▸ **ACTION ITEM**
Everything from the line containing "Where can you see the black jersey" down to the last line of the entries below must be transcribed exactly, and nothing else.

*** DATA Section Begins ***

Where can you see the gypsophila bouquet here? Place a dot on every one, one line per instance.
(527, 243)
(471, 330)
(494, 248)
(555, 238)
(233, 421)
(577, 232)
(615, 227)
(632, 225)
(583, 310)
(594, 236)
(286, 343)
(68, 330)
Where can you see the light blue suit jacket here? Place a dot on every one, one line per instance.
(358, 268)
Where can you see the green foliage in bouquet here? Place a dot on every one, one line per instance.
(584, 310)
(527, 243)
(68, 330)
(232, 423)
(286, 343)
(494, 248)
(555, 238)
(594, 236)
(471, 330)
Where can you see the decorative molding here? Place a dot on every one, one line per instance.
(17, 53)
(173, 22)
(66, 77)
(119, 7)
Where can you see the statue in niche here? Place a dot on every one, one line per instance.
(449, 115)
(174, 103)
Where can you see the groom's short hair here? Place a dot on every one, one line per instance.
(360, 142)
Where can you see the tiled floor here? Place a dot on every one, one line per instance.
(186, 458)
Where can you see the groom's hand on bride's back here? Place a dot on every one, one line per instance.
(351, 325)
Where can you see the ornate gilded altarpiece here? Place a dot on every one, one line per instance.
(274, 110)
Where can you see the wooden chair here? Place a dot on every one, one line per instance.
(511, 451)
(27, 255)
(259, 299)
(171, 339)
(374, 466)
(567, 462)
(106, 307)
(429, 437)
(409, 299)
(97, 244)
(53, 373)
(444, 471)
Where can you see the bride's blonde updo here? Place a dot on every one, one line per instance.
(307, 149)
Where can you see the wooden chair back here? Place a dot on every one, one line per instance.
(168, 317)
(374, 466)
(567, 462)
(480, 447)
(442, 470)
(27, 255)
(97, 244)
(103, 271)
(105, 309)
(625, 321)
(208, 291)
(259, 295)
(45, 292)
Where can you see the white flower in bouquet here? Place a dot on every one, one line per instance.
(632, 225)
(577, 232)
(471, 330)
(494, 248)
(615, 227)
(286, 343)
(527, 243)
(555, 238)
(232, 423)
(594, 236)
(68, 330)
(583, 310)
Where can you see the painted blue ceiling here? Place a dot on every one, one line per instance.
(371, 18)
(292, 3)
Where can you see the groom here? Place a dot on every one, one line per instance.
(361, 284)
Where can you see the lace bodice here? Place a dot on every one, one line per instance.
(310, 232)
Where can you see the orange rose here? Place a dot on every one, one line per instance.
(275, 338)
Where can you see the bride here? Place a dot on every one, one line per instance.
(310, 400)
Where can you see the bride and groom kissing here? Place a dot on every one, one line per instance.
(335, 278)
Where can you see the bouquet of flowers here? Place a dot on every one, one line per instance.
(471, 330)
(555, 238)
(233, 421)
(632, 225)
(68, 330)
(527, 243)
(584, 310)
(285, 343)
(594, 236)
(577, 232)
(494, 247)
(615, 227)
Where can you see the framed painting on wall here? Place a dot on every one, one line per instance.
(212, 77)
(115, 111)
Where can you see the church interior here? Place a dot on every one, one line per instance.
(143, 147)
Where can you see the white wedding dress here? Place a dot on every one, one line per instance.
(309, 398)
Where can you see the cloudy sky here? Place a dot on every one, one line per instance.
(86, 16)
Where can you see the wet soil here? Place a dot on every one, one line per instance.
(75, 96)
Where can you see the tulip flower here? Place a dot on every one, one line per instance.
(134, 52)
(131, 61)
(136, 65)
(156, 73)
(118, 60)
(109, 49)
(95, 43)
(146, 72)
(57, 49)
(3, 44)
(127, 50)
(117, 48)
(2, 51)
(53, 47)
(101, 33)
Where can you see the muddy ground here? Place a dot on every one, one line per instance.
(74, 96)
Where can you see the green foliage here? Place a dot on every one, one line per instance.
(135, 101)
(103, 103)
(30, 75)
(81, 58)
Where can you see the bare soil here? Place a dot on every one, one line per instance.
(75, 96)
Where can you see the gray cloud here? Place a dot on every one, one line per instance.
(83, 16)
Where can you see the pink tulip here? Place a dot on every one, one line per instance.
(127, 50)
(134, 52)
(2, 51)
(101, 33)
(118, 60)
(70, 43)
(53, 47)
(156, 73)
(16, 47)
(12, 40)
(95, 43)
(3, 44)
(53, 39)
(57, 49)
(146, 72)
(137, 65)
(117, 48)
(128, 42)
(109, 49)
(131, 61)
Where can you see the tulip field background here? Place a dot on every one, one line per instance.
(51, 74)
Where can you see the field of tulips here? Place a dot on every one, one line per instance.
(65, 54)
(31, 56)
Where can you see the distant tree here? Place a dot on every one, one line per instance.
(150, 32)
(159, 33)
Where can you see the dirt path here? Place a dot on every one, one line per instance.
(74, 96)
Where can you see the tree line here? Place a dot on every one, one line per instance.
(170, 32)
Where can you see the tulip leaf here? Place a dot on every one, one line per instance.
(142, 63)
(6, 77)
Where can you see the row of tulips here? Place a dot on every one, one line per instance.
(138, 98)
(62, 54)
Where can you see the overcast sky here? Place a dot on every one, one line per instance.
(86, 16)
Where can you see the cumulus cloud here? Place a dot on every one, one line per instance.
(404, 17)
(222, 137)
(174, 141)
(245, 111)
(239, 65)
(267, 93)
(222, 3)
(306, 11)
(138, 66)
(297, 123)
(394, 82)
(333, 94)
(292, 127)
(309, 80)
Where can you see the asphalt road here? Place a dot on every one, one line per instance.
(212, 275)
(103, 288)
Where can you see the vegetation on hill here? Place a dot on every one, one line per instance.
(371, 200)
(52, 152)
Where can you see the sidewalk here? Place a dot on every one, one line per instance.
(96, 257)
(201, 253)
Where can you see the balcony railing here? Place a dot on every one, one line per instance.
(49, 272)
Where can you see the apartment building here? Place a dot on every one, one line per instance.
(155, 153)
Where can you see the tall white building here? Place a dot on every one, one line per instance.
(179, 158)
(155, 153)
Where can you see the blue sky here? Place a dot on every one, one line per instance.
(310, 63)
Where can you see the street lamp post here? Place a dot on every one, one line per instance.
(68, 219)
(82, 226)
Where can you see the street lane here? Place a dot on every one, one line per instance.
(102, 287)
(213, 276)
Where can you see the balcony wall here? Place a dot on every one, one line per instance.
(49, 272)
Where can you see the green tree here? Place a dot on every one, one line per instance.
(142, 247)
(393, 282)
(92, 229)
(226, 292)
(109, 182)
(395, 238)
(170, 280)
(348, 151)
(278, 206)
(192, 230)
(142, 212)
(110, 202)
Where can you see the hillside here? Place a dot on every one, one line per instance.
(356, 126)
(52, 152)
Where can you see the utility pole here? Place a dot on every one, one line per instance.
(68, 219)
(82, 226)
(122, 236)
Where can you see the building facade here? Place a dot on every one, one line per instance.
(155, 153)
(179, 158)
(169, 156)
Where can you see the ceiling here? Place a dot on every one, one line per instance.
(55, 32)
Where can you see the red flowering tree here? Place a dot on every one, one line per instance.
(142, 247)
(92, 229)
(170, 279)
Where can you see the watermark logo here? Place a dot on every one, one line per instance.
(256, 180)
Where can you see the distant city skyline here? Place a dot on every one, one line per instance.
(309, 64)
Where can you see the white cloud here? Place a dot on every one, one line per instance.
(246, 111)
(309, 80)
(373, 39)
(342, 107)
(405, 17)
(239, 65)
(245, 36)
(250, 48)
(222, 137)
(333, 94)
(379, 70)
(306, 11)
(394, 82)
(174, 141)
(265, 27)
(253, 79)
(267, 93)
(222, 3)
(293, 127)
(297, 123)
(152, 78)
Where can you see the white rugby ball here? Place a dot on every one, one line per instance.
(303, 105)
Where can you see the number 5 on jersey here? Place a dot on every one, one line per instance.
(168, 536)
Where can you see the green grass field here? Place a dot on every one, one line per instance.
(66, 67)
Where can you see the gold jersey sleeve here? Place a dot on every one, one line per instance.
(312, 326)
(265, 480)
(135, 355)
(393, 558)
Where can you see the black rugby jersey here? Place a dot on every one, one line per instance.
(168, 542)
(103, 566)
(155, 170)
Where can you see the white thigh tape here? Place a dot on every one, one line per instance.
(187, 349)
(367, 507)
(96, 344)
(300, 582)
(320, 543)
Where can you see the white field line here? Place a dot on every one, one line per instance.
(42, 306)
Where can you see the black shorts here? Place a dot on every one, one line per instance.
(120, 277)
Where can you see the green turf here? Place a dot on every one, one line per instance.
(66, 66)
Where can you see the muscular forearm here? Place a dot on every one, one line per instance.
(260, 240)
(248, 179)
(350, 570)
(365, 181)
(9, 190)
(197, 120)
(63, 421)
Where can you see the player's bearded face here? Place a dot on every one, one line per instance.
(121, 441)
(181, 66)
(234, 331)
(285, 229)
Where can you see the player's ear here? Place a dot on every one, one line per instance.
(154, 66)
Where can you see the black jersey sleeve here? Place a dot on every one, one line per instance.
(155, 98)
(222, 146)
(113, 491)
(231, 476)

*** DATA Section Ends ***

▸ **SOLUTION BELOW**
Where can you see the black jersey sleeve here? Place a dot on every one, one line per instance.
(155, 98)
(222, 146)
(113, 491)
(231, 476)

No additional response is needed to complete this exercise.